• **Exercise text**:
A new study published in the ‘British Journal of Cancer’ has evaluated the effectivity and cost-effectiveness of the use of molecular tests of cytology and/or biopsy samples to detect endometrial cancer in women with postmenopausal bleeding, in comparison with the current diagnostic standard and with a national health service perspective. The results obtained support the use of molecular tests for the diagnosis of endometrial cancer and highlight the potential benefits of this strategy in reducing the number of undetected cancer cases in early stages, as well as reducing the number of unnecessary hysterectomies (operation to remove uterus of a woman) and thus improve the well-being of patients.
Molecular tests are widely used in medicine for the diagnosis of genetic diseases, viral and bacterial infections, as well as for the detection and monitoring of certain types of cancer. They also play an important role in scientific research, personalized medicine, and molecular biology. These tests are often highly sensitive and specific, meaning that they can accurately and reliably detect the presence or absence of the target sequence in a sample, what makes them a valuable tool in the field of medical diagnosis and biomedical research.
The study has been led by the epidemiologists from the Catalan Institute of Oncology, the Bellvitge Biomedical Research Institute (IDIBELL) and CIBERESP, Paula Peremiquel, Mireia Diaz and Laura Costas, and has had the participation of researchers from the Cancer Epidemiology Research Program, the Medical Oncology Service and the Hereditary Cancer Program and with the collaboration of other institutions such as the Gynecology Service of the Bellvitge University Hospital, and the CIBERONC, among others.
New diagnostic approaches to avoid false negatives
The incidence of endometrial cancer is increasing due to several factors, such as metabolic syndrome, obesity or the aging of the population. In this context, ‘abnormal’ uterine bleeding is a common symptom of endometrial cancer that ends up affecting 90% of women with this type of tumor, but only 9% of women who present bleeding suffer from this disease. Therefore, all women with postmenopausal bleeding require additional evaluation to identify and treat this condition.

• **Given information**:
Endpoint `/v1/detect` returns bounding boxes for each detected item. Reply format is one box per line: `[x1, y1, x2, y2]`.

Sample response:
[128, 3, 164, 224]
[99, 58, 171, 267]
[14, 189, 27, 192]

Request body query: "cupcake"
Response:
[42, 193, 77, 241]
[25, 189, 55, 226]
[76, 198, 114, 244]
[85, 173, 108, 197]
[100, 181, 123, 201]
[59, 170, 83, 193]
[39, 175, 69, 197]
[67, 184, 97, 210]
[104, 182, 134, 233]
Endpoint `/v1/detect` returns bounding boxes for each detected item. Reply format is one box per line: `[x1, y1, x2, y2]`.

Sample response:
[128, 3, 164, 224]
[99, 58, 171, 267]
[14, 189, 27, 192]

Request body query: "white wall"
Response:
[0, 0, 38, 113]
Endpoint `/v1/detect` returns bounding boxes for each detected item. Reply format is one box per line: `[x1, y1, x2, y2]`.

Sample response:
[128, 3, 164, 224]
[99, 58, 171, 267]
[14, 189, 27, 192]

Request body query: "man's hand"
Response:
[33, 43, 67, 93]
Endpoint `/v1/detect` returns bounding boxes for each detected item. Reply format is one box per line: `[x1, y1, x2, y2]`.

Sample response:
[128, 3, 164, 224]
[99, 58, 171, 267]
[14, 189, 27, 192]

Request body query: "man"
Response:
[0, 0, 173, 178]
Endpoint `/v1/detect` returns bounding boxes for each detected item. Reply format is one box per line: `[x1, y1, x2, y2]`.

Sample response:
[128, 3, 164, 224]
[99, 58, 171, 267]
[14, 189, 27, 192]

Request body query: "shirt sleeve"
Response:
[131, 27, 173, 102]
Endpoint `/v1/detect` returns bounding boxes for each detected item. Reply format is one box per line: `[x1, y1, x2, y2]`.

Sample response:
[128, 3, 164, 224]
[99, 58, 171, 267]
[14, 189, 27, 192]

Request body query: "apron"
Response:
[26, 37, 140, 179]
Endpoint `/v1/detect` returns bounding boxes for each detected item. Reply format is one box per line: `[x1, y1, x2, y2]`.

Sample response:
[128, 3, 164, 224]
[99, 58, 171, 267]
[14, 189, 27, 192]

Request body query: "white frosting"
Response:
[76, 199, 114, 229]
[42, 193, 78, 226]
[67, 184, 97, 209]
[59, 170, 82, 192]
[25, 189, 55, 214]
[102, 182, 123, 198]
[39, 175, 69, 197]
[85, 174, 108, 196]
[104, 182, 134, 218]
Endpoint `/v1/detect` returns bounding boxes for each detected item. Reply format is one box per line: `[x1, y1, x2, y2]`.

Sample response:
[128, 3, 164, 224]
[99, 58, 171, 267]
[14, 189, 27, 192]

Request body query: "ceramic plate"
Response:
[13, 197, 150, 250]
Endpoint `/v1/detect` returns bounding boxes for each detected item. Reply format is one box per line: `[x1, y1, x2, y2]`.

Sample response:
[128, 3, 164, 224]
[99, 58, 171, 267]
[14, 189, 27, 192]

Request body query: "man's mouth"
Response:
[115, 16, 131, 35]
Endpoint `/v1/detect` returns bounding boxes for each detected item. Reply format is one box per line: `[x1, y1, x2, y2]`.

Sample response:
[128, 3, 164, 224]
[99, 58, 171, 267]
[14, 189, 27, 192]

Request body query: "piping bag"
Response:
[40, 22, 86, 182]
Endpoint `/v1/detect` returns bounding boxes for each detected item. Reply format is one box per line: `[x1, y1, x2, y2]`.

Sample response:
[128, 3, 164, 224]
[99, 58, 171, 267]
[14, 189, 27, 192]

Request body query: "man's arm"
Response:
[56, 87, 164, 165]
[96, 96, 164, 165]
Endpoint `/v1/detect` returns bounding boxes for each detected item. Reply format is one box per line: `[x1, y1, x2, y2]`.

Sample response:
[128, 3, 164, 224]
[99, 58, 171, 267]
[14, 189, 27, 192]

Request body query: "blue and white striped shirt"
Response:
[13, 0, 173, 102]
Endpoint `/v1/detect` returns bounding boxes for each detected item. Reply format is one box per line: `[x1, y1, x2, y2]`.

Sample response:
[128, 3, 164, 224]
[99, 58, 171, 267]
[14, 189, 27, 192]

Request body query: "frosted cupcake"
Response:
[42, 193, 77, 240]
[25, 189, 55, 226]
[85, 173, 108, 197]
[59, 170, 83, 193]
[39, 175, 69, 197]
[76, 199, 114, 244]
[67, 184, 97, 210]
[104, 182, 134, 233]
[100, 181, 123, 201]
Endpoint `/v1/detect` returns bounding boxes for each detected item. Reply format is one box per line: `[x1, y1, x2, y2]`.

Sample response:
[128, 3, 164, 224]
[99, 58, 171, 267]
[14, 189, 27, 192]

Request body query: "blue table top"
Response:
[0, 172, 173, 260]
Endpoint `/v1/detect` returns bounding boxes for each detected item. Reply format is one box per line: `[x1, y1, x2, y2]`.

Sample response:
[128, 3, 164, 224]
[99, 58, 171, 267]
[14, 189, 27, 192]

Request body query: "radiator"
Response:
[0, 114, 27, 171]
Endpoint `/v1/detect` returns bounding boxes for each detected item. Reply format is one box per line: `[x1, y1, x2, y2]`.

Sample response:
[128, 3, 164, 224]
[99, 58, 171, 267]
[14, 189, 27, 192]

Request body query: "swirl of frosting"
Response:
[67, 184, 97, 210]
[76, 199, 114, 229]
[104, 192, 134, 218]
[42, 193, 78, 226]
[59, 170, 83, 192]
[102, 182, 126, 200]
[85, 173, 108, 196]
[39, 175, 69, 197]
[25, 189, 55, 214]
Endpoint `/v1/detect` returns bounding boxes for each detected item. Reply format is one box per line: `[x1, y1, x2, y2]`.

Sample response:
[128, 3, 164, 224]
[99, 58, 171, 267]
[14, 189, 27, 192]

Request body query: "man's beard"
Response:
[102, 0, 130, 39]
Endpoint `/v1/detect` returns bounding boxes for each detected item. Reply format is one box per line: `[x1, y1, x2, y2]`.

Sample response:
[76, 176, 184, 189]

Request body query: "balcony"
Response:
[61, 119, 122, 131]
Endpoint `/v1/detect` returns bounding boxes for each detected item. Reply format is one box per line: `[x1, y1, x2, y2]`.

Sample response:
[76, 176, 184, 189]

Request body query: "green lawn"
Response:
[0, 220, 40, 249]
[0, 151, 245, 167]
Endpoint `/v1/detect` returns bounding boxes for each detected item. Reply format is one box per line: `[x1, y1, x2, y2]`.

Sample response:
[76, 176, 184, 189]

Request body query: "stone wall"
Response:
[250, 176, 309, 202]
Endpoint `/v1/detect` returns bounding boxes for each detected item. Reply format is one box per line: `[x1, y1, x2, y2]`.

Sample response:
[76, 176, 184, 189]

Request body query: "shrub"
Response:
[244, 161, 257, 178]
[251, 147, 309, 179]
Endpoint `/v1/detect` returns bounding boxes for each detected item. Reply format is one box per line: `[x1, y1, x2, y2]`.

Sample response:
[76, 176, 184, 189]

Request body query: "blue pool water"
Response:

• **Your instructions**:
In the passage on molecular tests for endometrial cancer, copy out the part that opens with the words "Molecular tests are" and closes with "and biomedical research.", swapping "valuable" for "useful". The rows have no connection to the text.

• **Your response**:
Molecular tests are widely used in medicine for the diagnosis of genetic diseases, viral and bacterial infections, as well as for the detection and monitoring of certain types of cancer. They also play an important role in scientific research, personalized medicine, and molecular biology. These tests are often highly sensitive and specific, meaning that they can accurately and reliably detect the presence or absence of the target sequence in a sample, what makes them a useful tool in the field of medical diagnosis and biomedical research.